**Records for the task**
:::::

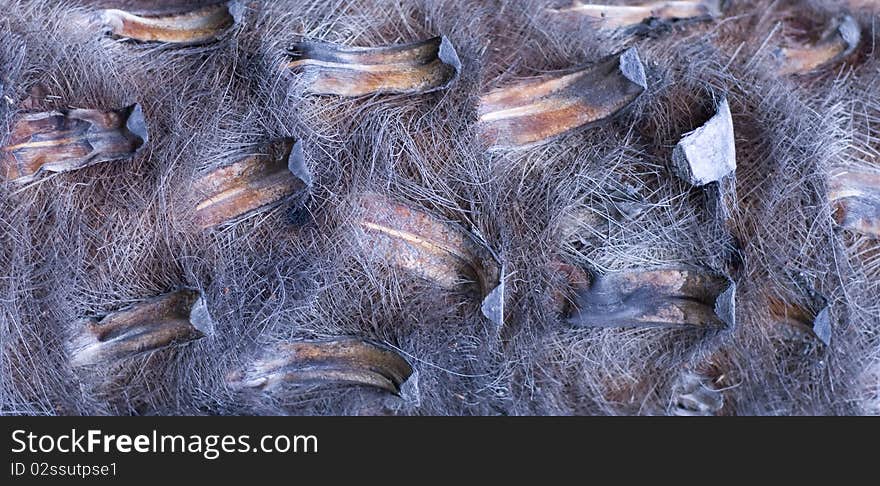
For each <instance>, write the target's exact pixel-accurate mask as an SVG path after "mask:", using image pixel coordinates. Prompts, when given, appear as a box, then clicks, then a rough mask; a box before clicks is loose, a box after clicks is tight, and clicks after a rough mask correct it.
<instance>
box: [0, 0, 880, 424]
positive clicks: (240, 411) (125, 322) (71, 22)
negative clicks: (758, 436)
mask: <svg viewBox="0 0 880 486" xmlns="http://www.w3.org/2000/svg"><path fill="white" fill-rule="evenodd" d="M0 12H2V13H0V16H2V22H0V25H2V30H0V91H2V93H0V95H2V99H0V146H2V148H0V413H2V414H232V413H235V414H242V413H244V414H287V413H291V414H402V415H423V414H676V415H695V414H697V415H737V414H869V413H880V339H878V335H880V229H878V228H880V159H878V157H880V138H878V134H880V128H878V127H880V125H878V123H880V94H878V93H880V91H878V85H877V83H878V82H880V72H878V67H880V61H878V59H877V52H876V51H875V44H876V40H877V39H876V38H877V35H876V33H875V31H874V30H873V29H874V25H875V24H876V23H877V20H878V18H880V17H878V16H880V5H878V4H875V3H874V2H864V1H849V2H833V1H830V0H829V1H818V0H815V1H795V0H790V1H775V2H770V1H745V0H743V1H727V2H719V1H709V0H685V1H676V2H654V1H641V0H628V1H616V0H607V1H602V2H598V1H597V2H592V3H590V2H570V1H566V0H559V1H553V0H540V1H539V0H489V1H477V0H436V1H431V0H381V1H380V0H355V1H349V0H346V1H317V0H315V1H299V0H297V1H294V0H281V1H260V0H251V1H248V0H233V1H228V2H217V1H210V0H206V1H196V2H193V1H179V0H171V1H149V0H138V1H135V0H131V1H122V0H120V1H111V0H107V1H103V0H80V1H73V0H71V1H66V2H64V1H60V2H59V1H52V2H50V1H45V0H30V1H27V0H0Z"/></svg>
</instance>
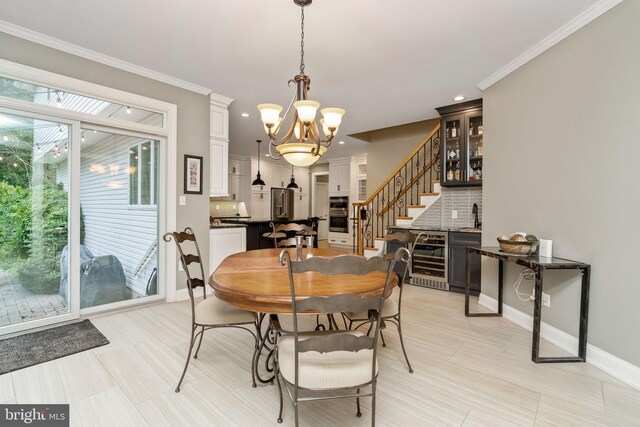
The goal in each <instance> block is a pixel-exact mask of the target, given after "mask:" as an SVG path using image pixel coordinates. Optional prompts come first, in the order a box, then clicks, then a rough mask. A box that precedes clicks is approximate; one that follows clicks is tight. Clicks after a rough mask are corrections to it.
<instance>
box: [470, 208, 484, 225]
mask: <svg viewBox="0 0 640 427" xmlns="http://www.w3.org/2000/svg"><path fill="white" fill-rule="evenodd" d="M471 213H472V214H473V228H480V226H482V223H481V222H480V221H479V220H478V204H477V203H474V204H473V208H471Z"/></svg>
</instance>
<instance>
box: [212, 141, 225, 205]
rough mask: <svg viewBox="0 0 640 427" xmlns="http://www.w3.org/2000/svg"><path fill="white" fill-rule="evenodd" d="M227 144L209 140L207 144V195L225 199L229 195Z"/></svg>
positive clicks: (219, 141)
mask: <svg viewBox="0 0 640 427" xmlns="http://www.w3.org/2000/svg"><path fill="white" fill-rule="evenodd" d="M228 159H229V143H228V142H226V141H222V140H219V139H214V138H211V140H210V142H209V164H210V167H209V178H210V180H209V195H210V196H211V197H226V196H228V195H229V176H228V170H229V169H228V167H229V160H228Z"/></svg>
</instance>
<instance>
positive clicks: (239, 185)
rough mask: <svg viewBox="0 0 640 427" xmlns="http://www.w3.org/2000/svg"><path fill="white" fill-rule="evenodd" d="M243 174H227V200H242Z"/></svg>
mask: <svg viewBox="0 0 640 427" xmlns="http://www.w3.org/2000/svg"><path fill="white" fill-rule="evenodd" d="M244 182H245V178H244V176H240V175H233V174H229V197H228V198H227V199H228V200H233V201H236V202H243V201H244Z"/></svg>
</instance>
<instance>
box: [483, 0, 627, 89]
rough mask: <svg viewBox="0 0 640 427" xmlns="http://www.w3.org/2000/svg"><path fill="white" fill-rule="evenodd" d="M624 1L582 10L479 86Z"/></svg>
mask: <svg viewBox="0 0 640 427" xmlns="http://www.w3.org/2000/svg"><path fill="white" fill-rule="evenodd" d="M620 3H622V0H600V1H599V2H597V3H596V4H594V5H593V6H591V7H590V8H589V9H587V10H585V11H584V12H582V13H581V14H580V15H578V16H576V17H575V18H573V19H572V20H571V21H569V22H567V23H566V24H565V25H563V26H562V27H560V28H559V29H558V30H556V31H554V32H553V33H551V34H550V35H549V36H547V37H546V38H544V39H543V40H542V41H540V42H539V43H537V44H536V45H535V46H533V47H532V48H530V49H529V50H527V51H526V52H524V53H523V54H521V55H520V56H518V57H517V58H515V59H514V60H513V61H511V62H509V63H508V64H507V65H505V66H504V67H502V68H500V69H499V70H498V71H496V72H495V73H493V74H492V75H490V76H489V77H487V78H486V79H484V80H483V81H481V82H480V83H478V88H480V90H482V91H484V90H485V89H487V88H488V87H489V86H491V85H493V84H494V83H496V82H498V81H500V80H502V79H503V78H505V77H506V76H508V75H509V74H511V73H513V72H514V71H515V70H517V69H518V68H520V67H522V66H523V65H524V64H526V63H527V62H529V61H531V60H532V59H533V58H535V57H536V56H538V55H540V54H541V53H543V52H544V51H546V50H547V49H549V48H551V47H552V46H554V45H556V44H557V43H559V42H561V41H562V40H564V39H565V38H567V37H568V36H570V35H571V34H573V33H575V32H576V31H578V30H579V29H580V28H582V27H584V26H585V25H587V24H588V23H589V22H591V21H593V20H594V19H596V18H597V17H599V16H600V15H602V14H603V13H605V12H607V11H608V10H609V9H611V8H612V7H614V6H617V5H618V4H620Z"/></svg>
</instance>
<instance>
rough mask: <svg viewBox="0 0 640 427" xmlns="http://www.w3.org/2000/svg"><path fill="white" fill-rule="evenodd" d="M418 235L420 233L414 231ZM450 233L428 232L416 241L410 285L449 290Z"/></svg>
mask: <svg viewBox="0 0 640 427" xmlns="http://www.w3.org/2000/svg"><path fill="white" fill-rule="evenodd" d="M413 233H415V234H418V233H419V232H418V231H413ZM447 240H448V233H447V232H441V231H427V232H425V233H424V234H423V235H422V236H420V238H419V240H416V242H415V247H414V249H413V257H412V258H411V269H410V273H409V277H410V278H409V280H410V281H409V283H411V284H412V285H417V286H423V287H426V288H433V289H440V290H443V291H448V290H449V282H448V277H447V272H448V271H449V256H448V252H449V251H448V249H447V244H448V242H447Z"/></svg>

:::::

**Problem to work on**
Show every line in the entries above that contains the string "each".

**Completed exercise**
For each <instance>, write the target's exact pixel-accurate mask as an SVG path after "mask:", using image pixel coordinates. Prompts, when given, appear as a box, then clicks, then a rough mask; a box before clicks is loose, a box after clicks is tight, and clicks after a rough mask correct it.
The goal in each <instance> block is a pixel-exact mask of the target, given after "mask:" as an SVG path using image pixel coordinates. Optional prompts come first, in the order a box, then clicks, then a rough mask. A box that precedes clicks is approximate; one that follows clicks is tight. Clicks after a rough mask are corrections to it.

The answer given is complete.